■ Brano selezionato:

§ §

Secondo quanto asserito dagli attori l’avvocato 2 convocava
presso il suo studio Del. (cioé la dante causa di A,B e C),
D ed E informandoli che l’assicurazione L. aveva inviato tre
assegni di €.190.000 per ciascuno dei tre eredi e che ognuno
degli assegni era comprensivo degli onorari per i tre
avvocati pari ad €.30.000 ciascuno. Gli ignari clienti, così
espongono gli attori, adempivano non avendo neppure visto la
lettera dell’assicurazione, peraltro senza ricevere fattura
alcuna dei pagamenti.
Successivamente gli stessi avvocati 1 e 3 iniziavano presso
il tribunale di Roma una causa per la differenza ritenuta
ancora dovuta, controversia che veniva transatta, con la
ricezione delle ulteriori somme indicate in citazione. Agli
avvocati 1, 2 e 3 venivano corrisposti gli onorari (€.20.000
ciascuno) direttamente dalla L.
Gli stessi avvocati, così lamentavano gli attori,
richiedevano infine ulteriori €.100.446 come da parcella
inviata loro.

§ §

■ Cosa produrre: Trascrivi il brano sugli onorari degli avvocati tra "Successivamente gli stessi" e "direttamente dalla L.", estremi inclusi, sostituendo "controversia" con "lite". Le righe qui riportate non hanno alcun legame con il brano.

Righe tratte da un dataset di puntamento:
§ §

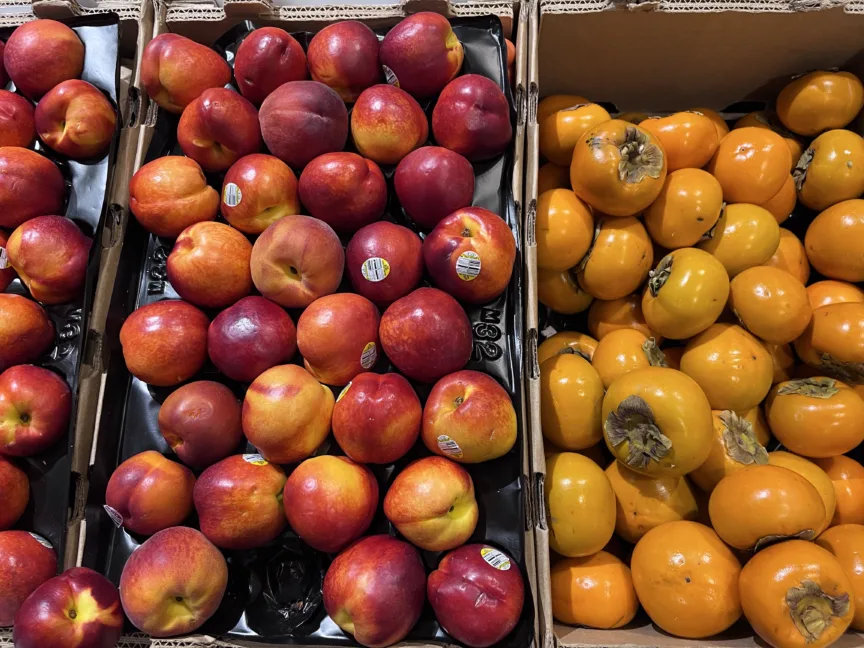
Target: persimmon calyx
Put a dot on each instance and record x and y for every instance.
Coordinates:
(633, 421)
(820, 387)
(740, 440)
(812, 609)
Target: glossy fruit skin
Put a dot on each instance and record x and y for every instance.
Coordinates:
(816, 427)
(680, 410)
(643, 502)
(594, 591)
(689, 138)
(770, 303)
(688, 206)
(619, 259)
(834, 239)
(766, 580)
(691, 299)
(846, 544)
(571, 399)
(820, 100)
(580, 504)
(594, 170)
(755, 505)
(565, 229)
(687, 579)
(746, 236)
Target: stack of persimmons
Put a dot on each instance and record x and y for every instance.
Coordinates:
(726, 381)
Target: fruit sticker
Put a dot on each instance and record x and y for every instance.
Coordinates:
(497, 559)
(375, 269)
(468, 266)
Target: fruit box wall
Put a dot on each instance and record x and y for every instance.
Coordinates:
(715, 53)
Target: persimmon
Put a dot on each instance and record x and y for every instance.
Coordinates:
(687, 579)
(770, 303)
(734, 446)
(595, 591)
(686, 293)
(625, 350)
(846, 544)
(571, 398)
(657, 421)
(565, 229)
(816, 417)
(834, 241)
(619, 259)
(688, 206)
(618, 168)
(688, 138)
(731, 366)
(819, 101)
(796, 594)
(790, 256)
(559, 291)
(567, 342)
(847, 475)
(745, 236)
(831, 170)
(751, 165)
(763, 504)
(580, 505)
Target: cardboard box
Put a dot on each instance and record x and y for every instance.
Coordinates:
(661, 57)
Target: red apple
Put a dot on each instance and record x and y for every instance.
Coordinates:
(433, 182)
(150, 493)
(171, 193)
(472, 117)
(76, 120)
(30, 185)
(267, 58)
(426, 334)
(330, 501)
(209, 265)
(337, 335)
(50, 255)
(35, 405)
(469, 417)
(477, 594)
(17, 125)
(258, 190)
(78, 609)
(165, 343)
(470, 255)
(16, 492)
(25, 330)
(201, 423)
(344, 190)
(239, 502)
(387, 124)
(385, 262)
(41, 54)
(286, 414)
(176, 70)
(250, 337)
(344, 56)
(218, 128)
(377, 418)
(26, 561)
(301, 120)
(375, 590)
(297, 260)
(173, 583)
(423, 53)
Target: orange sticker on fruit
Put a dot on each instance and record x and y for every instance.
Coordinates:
(498, 559)
(468, 266)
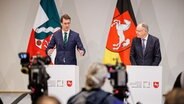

§ §

■ Soluzione dell'esercizio:
Successivamente gli stessi avvocati 1 e 3 iniziavano presso
il tribunale di Roma una causa per la differenza ritenuta
ancora dovuta, lite che veniva transatta, con la
ricezione delle ulteriori somme indicate in citazione. Agli
avvocati 1, 2 e 3 venivano corrisposti gli onorari (€.20.000
ciascuno) direttamente dalla L.